#### LISTED ENTRIES
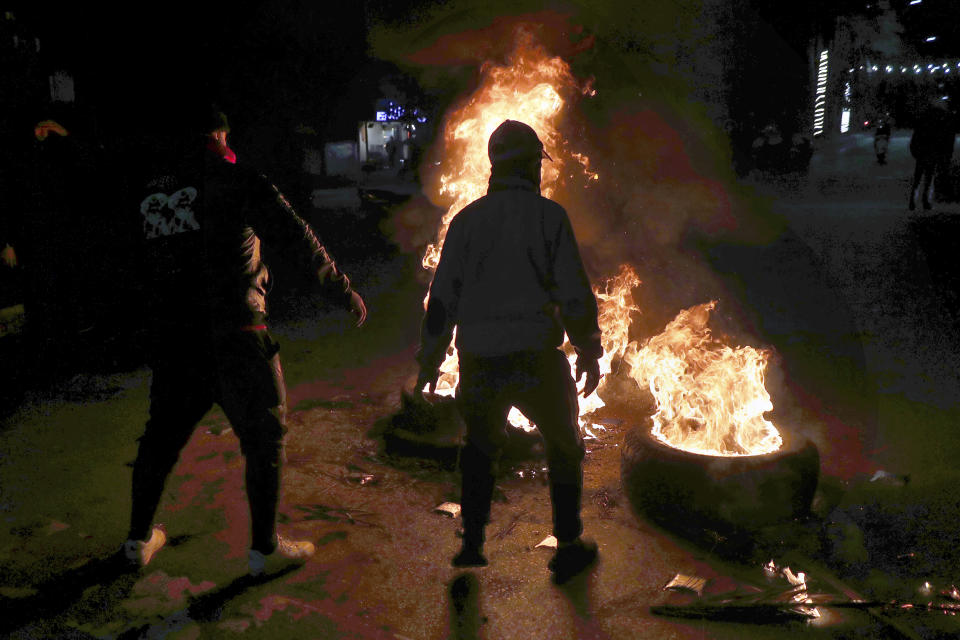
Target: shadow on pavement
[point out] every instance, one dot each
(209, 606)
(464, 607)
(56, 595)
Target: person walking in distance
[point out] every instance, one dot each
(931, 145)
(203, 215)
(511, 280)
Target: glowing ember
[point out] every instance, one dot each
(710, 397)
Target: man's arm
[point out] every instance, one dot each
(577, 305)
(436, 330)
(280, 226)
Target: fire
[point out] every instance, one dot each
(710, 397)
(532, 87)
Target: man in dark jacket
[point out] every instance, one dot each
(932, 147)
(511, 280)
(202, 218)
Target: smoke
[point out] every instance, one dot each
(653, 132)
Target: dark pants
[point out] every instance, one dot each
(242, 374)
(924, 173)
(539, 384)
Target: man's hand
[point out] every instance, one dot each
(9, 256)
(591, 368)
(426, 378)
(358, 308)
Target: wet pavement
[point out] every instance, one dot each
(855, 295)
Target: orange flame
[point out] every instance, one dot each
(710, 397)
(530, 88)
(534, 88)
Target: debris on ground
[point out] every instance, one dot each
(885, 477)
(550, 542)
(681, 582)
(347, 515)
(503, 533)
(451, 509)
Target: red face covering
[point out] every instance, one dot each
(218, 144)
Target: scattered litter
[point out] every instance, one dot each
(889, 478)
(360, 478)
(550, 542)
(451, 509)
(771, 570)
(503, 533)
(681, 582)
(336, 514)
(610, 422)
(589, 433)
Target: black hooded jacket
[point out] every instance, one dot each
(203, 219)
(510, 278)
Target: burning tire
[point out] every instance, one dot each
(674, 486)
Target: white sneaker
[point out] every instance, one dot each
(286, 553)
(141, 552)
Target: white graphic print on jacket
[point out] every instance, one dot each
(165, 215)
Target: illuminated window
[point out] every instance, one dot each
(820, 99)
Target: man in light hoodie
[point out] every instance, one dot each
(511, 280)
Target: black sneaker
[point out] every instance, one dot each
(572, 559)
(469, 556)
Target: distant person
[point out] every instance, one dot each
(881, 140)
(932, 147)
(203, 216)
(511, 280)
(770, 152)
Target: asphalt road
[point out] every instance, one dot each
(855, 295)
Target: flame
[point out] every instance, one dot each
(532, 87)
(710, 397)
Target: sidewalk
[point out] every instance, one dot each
########
* **WHAT IS BEING ASKED**
Starting with the line that contains "Target: wet pavement" and continuing through the last line, format those lines as a JSON list of strings with one string per line. Leave out any blank lines.

* **TASK RESPONSE**
[
  "Target: wet pavement",
  "[point out] every instance, one dot each",
  "(855, 295)",
  "Target: orange flame",
  "[point out] every instance, one dot each",
  "(710, 397)",
  "(530, 88)",
  "(534, 88)",
  "Target: debris on ground",
  "[point out] every instance, one dot each",
  "(885, 477)",
  "(550, 542)",
  "(681, 582)",
  "(347, 515)",
  "(503, 533)",
  "(451, 509)",
  "Target: red face covering",
  "[point out] every instance, one dot each",
  "(218, 144)",
  "Target: scattered litter",
  "[point out] every instance, one dot each",
  "(889, 478)",
  "(360, 478)",
  "(550, 542)",
  "(451, 509)",
  "(771, 570)",
  "(503, 533)",
  "(681, 582)",
  "(336, 514)",
  "(610, 422)",
  "(589, 433)",
  "Target: black hooded jacket",
  "[point out] every instance, one dot each",
  "(203, 219)",
  "(510, 278)",
  "Target: burning tire",
  "[point out] every instance, one dot each",
  "(674, 486)",
  "Target: white sneaker",
  "[point out] every instance, one dot each",
  "(286, 553)",
  "(141, 552)",
  "Target: white graphic print on jacket",
  "[point out] every instance, one dot each",
  "(165, 215)",
  "Target: illuminated window",
  "[point out] every instance, one dot each",
  "(820, 99)",
  "Target: man in light hoodie",
  "[point out] every instance, one dot each",
  "(511, 280)",
  "Target: black sneaker",
  "[point out] every instance, one dot each",
  "(572, 559)",
  "(469, 556)",
  "Target: distant person",
  "[point out] every instance, one dot each",
  "(881, 140)",
  "(932, 147)",
  "(203, 216)",
  "(511, 280)",
  "(770, 152)",
  "Target: asphalt road",
  "[point out] every instance, one dot each",
  "(855, 295)",
  "Target: flame",
  "[point out] every instance, one dot each",
  "(532, 87)",
  "(710, 397)",
  "Target: sidewalk",
  "[point out] every instance, one dot each"
]